(GOAL A): In the records, start at the line that has "Return the outline of every instance of the dark" and stop after the line that has "226 65 L 228". Reproduce only those lines, requests included, and rescale every coordinate in the answer outlines by multiplying it by 1.6 and rounding to a whole number, with halves rounded up. Leave the sample outlines in the requests unchanged.

(SOURCE DOCUMENT):
■ ■ ■

[all-commits] [llvm/llvm-project] e473da: [AArch64] Improve cost computations for odd vector...

Wed Jan 17 13:32:18 PST 2024

  Branch: refs/heads/main
  Home:   https://github.com/llvm/llvm-project
  Commit: e473daa7797db6e0f45ef9e12081ccce7d2ed26f
      https://github.com/llvm/llvm-project/commit/e473daa7797db6e0f45ef9e12081ccce7d2ed26f
  Author: Florian Hahn <flo at fhahn.com>
  Date:   2024-01-17 (Wed, 17 Jan 2024)

  Changed paths:
    M llvm/lib/Target/AArch64/AArch64TargetTransformInfo.cpp
    M llvm/test/Analysis/CostModel/AArch64/vec3-ops.ll

  Log Message:
  -----------
  [AArch64] Improve cost computations for odd vector mem ops. (#78181)

Improve cost computaton for odd vector mem ops by breaking them down
into smaller power-of-2 parts and sum up the cost of those parts.

This fixes the current cost estimates, which for most parts
underestimated the cos, due to using getTypeLegalizationCost, which
widens to the next power-of-2 in a single step in most cases. This
doesn't reflect the actual cost.

See https://llvm.godbolt.org/z/vMsnxMf1v for codegen for the tests.

Note that there is a special case for v3i8, for which current codegen is
pretty bad, due to automatic widening to v4i8, which in turn requires
the conversion to go through memory ops in the stack. I am planning on
fixing that as a follow-up, but I am not yet sure where to best fix
this.

At the moment, there are almost no cases in which such vector operations
will be generated automatically. The motivating case is non-power-of-2
SLP vectorization: https://github.com/llvm/llvm-project/pull/77790

PR: https://github.com/llvm/llvm-project/pull/78181

■ ■ ■

(THE DATA):
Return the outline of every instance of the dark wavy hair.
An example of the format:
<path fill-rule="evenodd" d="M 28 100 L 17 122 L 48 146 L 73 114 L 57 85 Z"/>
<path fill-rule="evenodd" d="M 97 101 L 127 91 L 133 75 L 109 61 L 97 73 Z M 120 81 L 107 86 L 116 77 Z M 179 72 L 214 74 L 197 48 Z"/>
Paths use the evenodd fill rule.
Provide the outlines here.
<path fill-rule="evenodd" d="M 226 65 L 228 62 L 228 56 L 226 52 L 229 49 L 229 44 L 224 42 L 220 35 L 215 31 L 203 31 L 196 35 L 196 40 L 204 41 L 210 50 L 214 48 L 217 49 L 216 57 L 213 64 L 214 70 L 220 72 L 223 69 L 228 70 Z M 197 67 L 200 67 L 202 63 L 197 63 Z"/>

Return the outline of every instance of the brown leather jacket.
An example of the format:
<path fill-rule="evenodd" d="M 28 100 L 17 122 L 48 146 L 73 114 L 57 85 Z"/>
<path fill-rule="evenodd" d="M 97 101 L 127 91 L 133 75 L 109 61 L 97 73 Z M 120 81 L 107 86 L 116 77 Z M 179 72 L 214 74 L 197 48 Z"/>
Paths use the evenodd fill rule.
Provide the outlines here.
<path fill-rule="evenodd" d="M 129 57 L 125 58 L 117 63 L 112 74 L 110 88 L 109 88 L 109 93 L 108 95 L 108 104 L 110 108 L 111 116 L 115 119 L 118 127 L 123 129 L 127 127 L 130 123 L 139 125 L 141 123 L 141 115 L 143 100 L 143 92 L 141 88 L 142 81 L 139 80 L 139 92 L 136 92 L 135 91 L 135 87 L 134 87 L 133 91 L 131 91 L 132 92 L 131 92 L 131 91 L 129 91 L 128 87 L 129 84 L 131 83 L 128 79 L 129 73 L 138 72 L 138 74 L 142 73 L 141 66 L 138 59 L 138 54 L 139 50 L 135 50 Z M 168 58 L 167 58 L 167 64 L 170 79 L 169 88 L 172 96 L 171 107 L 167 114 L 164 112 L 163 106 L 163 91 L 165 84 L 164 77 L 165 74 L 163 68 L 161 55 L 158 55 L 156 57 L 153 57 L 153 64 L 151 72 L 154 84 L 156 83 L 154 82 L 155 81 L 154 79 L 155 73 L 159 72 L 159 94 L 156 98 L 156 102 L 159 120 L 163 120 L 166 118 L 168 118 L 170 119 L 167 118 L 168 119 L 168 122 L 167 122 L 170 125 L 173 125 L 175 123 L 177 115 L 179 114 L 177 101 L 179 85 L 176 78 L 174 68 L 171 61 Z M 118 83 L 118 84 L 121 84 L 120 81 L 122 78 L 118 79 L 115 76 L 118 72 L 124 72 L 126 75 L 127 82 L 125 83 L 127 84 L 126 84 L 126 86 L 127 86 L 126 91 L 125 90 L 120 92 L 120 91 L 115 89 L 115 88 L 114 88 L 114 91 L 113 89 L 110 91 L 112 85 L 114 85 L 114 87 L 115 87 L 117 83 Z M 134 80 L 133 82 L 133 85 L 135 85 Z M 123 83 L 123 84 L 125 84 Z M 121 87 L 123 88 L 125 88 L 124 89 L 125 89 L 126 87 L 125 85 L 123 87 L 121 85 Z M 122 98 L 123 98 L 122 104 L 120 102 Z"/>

■ ■ ■

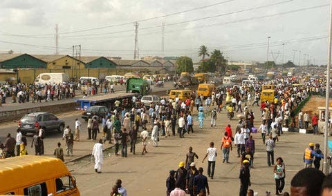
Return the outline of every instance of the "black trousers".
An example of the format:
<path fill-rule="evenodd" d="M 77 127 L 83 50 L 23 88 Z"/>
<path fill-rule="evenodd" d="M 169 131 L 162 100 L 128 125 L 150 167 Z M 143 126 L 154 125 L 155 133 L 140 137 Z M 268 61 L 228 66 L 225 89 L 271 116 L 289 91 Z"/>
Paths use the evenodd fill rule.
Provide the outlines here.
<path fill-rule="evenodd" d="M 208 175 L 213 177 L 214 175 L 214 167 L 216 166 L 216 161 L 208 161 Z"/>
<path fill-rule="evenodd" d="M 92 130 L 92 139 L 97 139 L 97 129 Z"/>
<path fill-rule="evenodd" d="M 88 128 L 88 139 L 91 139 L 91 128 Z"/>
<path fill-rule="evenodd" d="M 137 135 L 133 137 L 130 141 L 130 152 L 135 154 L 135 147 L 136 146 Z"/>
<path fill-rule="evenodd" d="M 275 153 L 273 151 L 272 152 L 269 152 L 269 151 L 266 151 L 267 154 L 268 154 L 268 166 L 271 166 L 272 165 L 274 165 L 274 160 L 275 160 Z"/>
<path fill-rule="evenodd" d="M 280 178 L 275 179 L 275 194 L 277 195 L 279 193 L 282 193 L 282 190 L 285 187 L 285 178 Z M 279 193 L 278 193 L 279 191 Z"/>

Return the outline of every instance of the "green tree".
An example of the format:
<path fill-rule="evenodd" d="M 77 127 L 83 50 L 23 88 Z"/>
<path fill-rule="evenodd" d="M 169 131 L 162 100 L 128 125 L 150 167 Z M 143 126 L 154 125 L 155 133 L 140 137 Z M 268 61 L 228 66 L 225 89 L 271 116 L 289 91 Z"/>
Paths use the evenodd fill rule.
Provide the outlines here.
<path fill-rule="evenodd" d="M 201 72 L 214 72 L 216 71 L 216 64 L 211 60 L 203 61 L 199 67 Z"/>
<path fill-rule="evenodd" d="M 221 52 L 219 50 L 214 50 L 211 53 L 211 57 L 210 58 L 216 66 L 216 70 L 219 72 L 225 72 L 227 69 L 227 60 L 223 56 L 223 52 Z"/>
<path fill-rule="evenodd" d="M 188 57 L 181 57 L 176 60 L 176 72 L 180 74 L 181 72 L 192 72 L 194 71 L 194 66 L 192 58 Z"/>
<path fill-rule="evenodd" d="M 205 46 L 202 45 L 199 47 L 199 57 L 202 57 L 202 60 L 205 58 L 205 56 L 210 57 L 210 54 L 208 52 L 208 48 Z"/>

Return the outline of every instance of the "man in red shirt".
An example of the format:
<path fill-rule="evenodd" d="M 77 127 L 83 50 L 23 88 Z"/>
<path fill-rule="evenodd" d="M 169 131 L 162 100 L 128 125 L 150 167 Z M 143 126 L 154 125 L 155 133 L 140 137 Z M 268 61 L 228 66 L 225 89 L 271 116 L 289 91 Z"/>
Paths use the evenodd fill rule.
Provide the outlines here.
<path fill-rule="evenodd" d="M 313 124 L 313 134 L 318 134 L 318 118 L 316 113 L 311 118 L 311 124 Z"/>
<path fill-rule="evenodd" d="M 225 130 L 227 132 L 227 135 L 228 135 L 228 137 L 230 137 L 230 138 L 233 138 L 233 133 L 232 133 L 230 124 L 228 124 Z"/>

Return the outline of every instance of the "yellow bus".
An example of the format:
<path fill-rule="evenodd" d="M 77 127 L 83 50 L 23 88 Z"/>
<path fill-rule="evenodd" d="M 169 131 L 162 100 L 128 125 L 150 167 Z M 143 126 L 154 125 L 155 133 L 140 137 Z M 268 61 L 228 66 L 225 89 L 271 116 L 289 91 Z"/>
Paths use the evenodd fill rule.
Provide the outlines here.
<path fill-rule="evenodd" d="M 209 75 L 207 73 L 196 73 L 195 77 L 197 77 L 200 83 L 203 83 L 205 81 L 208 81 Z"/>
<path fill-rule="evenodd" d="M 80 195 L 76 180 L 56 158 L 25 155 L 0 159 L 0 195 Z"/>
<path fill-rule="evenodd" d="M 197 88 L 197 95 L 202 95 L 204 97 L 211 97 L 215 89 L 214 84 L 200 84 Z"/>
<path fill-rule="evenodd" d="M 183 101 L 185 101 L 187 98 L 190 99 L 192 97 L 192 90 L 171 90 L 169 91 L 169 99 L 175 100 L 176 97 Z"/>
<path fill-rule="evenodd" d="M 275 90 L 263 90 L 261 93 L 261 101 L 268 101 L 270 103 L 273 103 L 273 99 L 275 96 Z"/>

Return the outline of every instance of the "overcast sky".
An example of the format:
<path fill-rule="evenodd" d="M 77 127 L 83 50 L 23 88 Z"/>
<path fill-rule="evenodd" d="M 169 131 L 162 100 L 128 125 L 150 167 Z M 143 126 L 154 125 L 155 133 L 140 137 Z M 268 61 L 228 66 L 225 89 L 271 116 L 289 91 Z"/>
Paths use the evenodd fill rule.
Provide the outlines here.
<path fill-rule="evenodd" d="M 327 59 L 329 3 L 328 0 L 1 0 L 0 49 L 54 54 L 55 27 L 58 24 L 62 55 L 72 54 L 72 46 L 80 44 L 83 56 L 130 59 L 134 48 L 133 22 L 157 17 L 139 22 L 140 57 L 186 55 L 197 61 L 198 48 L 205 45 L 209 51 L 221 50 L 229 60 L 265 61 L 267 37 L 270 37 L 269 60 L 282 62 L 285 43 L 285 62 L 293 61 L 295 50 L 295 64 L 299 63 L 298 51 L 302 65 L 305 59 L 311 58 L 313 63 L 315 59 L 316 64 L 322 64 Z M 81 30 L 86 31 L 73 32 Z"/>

■ ■ ■

(GOAL B): From the LLVM commit message, print the passage that begins at the words "[all-commits] [llvm/llvm-project] e473da: [AArch64]" and stops after the words "17 Jan 2024)", copied word for word.

(WRITTEN REPLY A):
Return the outline of every instance of the dark wavy hair.
An example of the format:
<path fill-rule="evenodd" d="M 28 100 L 17 122 L 48 146 L 73 114 L 57 85 Z"/>
<path fill-rule="evenodd" d="M 97 101 L 127 91 L 133 75 L 109 61 L 97 73 Z M 120 81 L 107 86 L 116 77 Z M 179 72 L 214 74 L 197 48 Z"/>
Paths use the evenodd fill rule.
Provide the outlines here.
<path fill-rule="evenodd" d="M 362 104 L 365 99 L 365 90 L 362 83 L 366 78 L 366 70 L 358 67 L 352 56 L 344 50 L 325 50 L 314 56 L 314 64 L 326 66 L 336 80 L 342 77 L 347 78 L 346 91 L 341 102 L 342 112 L 352 115 L 357 110 L 365 112 Z M 315 107 L 320 107 L 323 101 L 315 101 Z"/>

(WRITTEN REPLY B):
[all-commits] [llvm/llvm-project] e473da: [AArch64] Improve cost computations for odd vector...

Wed Jan 17 13:32:18 PST 2024

  Branch: refs/heads/main
  Home:   https://github.com/llvm/llvm-project
  Commit: e473daa7797db6e0f45ef9e12081ccce7d2ed26f
      https://github.com/llvm/llvm-project/commit/e473daa7797db6e0f45ef9e12081ccce7d2ed26f
  Author: Florian Hahn <flo at fhahn.com>
  Date:   2024-01-17 (Wed, 17 Jan 2024)